I think the old switch he is showing is the other switch in the box for the outside light, not the one being replaced.

Is there a chance that someone could have used the white as a red and left out the neutral and would that work.


----------



## afjes_2016 (Jan 18, 2017)

NealTw: Look at my post again. I just updated it and it probably did not post before you posted.

I think we are confusing his 3 way with a single pole but his single pole diagram is including the ground screw making it a total of 3 screws. Notice there is no cable with 3 conductors which of course you need with a 3 or 4 way switch. The OP said it is controlled from 2 other locations so therefore there must be at least one 4 way and 2 three way switches.

He needs to take a photo


----------



## nealtw (Jan 18, 2017)

afjes_2016 said:


> NealTw: Look at my post again. I just updated it and it probably did not post before you posted.
> 
> I think we are confusing his 3 way with a single pole but his single pole diagram is including the ground screw making it a total of 3 screws. Notice there is no cable with 3 conductors which of course you need with a 3 or 4 way switch. The OP said it is controlled from 2 other locations so therefore there must be at least one 4 way and 2 three way switches.
> 
> He needs to take a photo



He likely found his mistake and has it working and will leave us guessing:down:


----------



## afjes_2016 (Jan 18, 2017)

nealtw said:


> He likely found his mistake and has it working and will leave us guessing:down:



:agree:  I hate when that happens!  Urgh!!


----------



## afjes_2016 (Jan 18, 2017)

nealtw said:


> ...Is there a chance that someone could have used the white as a red and left out the neutral and would that work.



Quite honestly at this point it is hard to tell. But, remember now, no 3 conductor cable, replacing a single pole switch with a 3 way it is possible it is a switch loop. The OP may be confused. Again, if no three conductor cable in the box no way a 3 or 4 way switch then.

I would discard the "red" wire at this point because according to the diagram it is only a jumper. You can use any color conductor as a jumper.


----------



## bjmcgoo22 (Jan 18, 2017)

OK, just got home from work and ready to fix this thing. Thanks for everybody's comments. I'm about to try and switch around the wires like Joe suggested but I took a few photos to share. 

And to answer the question, I'm replacing the switch because it no longer works correctly and gets stuck in the middle (its one of those "quiet" switches). After taking the old one out of the box, I notice the poles are rusted and the housing is cracked so definitely in need of replacing. 

Here are photos of what I'm working with (the newly installed switch is on the right):

Wires: http://imgur.com/HSOxvf2

Wires going to left switch (porch light/ only controlled by this switch): http://imgur.com/b0ccP1l

How I currently have new switch configured (I was 99% sure this is how the old one was set up / the black wire (jumper?) is connected to the other side of new switch on the traveler screw: http://imgur.com/qyErlWS

As you can see, no ground wires at all. I guess it's grounded through the box and conduit?

EXTRACTED MATERIAL:
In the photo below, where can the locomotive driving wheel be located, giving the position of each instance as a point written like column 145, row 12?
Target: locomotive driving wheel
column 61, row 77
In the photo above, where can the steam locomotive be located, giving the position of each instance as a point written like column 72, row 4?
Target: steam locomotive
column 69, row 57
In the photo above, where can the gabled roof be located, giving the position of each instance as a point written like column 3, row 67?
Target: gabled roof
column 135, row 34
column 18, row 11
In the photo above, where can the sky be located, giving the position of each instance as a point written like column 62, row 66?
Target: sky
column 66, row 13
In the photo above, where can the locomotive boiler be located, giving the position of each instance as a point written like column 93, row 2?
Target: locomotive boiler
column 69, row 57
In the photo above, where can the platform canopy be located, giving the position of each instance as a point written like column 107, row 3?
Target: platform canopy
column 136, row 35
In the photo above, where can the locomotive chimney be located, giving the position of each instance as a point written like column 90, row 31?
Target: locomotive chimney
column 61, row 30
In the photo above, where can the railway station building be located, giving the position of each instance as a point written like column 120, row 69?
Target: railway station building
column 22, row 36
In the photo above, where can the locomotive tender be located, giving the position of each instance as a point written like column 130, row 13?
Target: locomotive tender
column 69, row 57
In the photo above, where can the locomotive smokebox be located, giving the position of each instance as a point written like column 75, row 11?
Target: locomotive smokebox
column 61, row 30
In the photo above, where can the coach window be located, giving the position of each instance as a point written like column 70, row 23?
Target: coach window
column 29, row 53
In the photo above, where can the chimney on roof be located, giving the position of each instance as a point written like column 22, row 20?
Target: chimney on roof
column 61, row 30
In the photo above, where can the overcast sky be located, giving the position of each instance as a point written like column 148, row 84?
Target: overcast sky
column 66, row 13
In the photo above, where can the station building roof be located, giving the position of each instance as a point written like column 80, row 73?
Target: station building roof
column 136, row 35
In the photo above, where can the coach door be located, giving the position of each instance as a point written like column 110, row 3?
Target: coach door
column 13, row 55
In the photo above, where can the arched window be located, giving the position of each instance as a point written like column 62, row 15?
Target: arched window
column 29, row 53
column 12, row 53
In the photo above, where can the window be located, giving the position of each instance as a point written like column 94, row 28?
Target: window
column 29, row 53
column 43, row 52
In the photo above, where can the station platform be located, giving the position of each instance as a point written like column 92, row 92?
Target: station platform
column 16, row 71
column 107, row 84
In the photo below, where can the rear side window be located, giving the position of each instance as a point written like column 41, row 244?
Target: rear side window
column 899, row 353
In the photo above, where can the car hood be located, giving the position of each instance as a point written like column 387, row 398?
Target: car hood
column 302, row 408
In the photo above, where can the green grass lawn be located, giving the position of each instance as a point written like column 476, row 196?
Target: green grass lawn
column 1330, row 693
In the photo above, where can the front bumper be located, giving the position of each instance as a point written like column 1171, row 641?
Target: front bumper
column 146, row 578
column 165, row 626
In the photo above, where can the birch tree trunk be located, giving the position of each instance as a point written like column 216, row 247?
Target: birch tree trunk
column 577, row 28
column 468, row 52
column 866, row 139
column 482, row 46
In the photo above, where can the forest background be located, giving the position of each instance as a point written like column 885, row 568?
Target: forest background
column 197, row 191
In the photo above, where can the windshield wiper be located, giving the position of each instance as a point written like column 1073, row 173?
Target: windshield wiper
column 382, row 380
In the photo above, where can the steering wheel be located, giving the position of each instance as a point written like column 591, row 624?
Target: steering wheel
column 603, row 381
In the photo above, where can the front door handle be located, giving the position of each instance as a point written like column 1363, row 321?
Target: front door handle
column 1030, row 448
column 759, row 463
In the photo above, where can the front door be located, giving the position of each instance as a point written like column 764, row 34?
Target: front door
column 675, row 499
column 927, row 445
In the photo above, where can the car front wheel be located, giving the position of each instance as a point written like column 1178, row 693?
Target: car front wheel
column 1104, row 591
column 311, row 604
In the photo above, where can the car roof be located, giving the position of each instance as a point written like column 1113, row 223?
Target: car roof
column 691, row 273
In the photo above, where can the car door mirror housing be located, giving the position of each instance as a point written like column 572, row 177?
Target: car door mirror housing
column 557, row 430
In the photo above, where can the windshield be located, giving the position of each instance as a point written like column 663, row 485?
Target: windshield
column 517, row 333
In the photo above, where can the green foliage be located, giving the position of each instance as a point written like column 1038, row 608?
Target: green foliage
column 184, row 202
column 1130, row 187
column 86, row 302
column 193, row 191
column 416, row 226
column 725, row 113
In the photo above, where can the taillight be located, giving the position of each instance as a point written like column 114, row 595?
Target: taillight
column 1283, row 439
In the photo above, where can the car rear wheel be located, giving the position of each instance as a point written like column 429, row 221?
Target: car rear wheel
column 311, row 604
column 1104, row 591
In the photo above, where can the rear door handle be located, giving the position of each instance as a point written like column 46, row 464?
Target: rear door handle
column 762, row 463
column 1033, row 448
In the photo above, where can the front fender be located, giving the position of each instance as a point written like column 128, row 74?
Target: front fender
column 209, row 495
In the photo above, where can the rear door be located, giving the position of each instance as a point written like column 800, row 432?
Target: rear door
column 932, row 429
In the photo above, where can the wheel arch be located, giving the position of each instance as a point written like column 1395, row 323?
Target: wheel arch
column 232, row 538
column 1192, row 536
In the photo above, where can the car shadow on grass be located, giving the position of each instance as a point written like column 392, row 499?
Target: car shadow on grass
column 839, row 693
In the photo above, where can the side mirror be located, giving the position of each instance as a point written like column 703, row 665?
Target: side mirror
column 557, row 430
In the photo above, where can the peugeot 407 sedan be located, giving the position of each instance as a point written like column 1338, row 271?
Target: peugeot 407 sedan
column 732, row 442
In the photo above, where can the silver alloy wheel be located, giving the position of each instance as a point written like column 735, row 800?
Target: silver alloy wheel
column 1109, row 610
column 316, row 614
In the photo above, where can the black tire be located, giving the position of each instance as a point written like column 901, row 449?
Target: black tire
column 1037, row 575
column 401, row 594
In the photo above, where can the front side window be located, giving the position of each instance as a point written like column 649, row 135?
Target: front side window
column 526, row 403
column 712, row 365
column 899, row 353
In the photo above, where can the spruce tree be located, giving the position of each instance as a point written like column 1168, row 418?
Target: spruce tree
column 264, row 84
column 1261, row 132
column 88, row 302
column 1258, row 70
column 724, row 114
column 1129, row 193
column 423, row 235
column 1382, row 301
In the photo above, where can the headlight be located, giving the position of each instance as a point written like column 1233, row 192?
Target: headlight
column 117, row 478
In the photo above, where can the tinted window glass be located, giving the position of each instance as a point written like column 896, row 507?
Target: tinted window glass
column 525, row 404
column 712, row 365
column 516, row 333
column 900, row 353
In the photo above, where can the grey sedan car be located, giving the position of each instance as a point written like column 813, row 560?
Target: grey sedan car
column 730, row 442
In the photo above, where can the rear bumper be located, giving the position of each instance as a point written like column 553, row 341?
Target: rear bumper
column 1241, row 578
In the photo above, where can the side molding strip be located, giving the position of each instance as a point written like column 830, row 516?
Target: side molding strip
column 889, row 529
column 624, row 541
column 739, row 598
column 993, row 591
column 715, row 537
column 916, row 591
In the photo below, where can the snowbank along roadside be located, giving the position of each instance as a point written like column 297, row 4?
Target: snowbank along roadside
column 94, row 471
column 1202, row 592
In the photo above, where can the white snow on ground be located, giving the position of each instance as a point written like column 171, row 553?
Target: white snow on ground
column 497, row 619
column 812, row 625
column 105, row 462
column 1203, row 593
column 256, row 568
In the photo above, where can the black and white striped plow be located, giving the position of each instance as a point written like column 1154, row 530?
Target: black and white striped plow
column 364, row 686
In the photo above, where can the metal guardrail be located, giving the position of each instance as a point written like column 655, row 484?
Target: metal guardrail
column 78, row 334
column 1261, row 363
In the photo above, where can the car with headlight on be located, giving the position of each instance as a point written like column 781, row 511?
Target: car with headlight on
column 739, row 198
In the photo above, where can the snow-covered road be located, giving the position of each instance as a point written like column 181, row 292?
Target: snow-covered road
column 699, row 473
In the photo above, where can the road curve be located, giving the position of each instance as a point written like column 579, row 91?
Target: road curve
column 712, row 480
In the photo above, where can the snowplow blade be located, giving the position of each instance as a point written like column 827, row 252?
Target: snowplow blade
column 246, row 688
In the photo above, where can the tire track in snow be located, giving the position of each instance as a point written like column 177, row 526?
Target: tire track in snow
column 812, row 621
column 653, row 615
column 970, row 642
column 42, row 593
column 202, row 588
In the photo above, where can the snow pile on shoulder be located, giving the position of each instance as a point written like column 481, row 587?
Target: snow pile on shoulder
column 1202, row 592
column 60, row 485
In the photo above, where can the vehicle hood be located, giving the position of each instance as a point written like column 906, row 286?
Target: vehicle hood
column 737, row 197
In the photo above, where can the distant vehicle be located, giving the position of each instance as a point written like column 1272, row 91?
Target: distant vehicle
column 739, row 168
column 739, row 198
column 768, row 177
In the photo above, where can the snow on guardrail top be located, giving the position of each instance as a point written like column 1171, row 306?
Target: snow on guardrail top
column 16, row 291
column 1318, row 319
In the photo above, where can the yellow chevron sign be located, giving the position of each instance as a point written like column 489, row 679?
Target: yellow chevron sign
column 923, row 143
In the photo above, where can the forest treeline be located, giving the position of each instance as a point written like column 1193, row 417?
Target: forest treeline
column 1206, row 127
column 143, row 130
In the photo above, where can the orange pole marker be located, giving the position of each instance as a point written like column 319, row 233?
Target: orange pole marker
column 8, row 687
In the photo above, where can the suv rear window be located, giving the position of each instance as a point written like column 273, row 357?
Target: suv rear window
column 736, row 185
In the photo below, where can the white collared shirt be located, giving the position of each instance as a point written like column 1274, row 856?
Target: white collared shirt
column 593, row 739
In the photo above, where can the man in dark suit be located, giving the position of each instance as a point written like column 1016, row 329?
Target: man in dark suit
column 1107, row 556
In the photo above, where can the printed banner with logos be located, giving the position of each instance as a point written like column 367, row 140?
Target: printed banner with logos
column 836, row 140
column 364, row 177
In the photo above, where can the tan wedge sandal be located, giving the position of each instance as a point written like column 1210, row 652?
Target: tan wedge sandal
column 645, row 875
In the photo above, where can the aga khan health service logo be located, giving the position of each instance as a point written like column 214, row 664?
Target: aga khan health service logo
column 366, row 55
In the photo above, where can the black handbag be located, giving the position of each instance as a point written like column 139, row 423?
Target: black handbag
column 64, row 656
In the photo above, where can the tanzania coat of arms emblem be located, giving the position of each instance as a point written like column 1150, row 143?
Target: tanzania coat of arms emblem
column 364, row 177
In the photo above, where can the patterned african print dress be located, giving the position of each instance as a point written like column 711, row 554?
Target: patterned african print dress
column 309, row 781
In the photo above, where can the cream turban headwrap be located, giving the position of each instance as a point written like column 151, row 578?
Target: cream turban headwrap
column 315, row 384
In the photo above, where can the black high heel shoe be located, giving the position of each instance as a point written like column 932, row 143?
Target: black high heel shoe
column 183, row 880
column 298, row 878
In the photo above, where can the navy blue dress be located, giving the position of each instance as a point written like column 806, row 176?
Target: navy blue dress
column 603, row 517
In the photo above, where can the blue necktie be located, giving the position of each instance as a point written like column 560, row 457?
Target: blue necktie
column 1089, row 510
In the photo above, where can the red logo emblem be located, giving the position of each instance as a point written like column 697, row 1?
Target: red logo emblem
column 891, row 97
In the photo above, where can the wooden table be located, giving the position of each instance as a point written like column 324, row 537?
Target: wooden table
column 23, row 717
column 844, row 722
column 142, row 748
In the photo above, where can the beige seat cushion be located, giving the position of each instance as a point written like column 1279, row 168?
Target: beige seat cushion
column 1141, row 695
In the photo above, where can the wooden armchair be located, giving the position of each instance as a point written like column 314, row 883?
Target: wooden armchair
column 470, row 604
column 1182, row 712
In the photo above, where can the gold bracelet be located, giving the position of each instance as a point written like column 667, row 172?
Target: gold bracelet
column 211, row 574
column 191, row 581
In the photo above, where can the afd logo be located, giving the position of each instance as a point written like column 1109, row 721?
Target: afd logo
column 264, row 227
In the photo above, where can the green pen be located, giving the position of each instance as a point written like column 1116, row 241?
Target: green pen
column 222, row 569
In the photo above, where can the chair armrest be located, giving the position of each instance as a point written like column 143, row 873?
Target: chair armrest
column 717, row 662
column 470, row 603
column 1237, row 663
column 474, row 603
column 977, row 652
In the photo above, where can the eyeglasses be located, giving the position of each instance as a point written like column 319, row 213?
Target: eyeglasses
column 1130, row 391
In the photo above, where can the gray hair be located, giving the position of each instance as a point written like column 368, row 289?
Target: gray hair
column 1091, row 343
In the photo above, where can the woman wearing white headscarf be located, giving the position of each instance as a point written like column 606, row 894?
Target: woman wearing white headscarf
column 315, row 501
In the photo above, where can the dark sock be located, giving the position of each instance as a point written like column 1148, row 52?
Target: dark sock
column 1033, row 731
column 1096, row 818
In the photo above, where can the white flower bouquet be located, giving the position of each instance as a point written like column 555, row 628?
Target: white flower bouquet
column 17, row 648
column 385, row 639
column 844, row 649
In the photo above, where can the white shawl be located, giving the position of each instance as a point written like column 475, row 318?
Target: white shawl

EXERCISE TASKS:
A: List every image link posted in the switch-wiring thread.
B: Carry on the switch-wiring thread from the point where its last post stops.
The rows have no connection to the switch-wiring thread.

RESPONSES TO THE EXERCISE:
A:
http://imgur.com/HSOxvf2
http://imgur.com/b0ccP1l
http://imgur.com/qyErlWS

B:
Thanks for all the help with this. 



PS, I wouldn't leave you hanging, just had to work 12 hrs...


----------



## JoeD (Jan 18, 2017)

The black wire going from one switch to the other is the common. Put it under the black common screw.

Before you do that you need to fix the issue of two wires under one screw. That is not allowed. Take the power wire and nut two short black pigtails to it. Take the other end of the pigtails and connect to the switches.


----------



## afjes_2016 (Jan 18, 2017)

bjmcgoo22 said:


> OK, just got home from work and ready to fix this thing. Thanks for everybody's comments. I'm about to try and switch around the wires like Joe suggested but I took a few photos to share.
> 
> And to answer the question, I'm replacing the switch because it no longer works correctly and gets stuck in the middle (its one of those "quiet" switches). After taking the old one out of the box, I notice the poles are rusted and the housing is cracked so definitely in need of replacing.
> 
> ...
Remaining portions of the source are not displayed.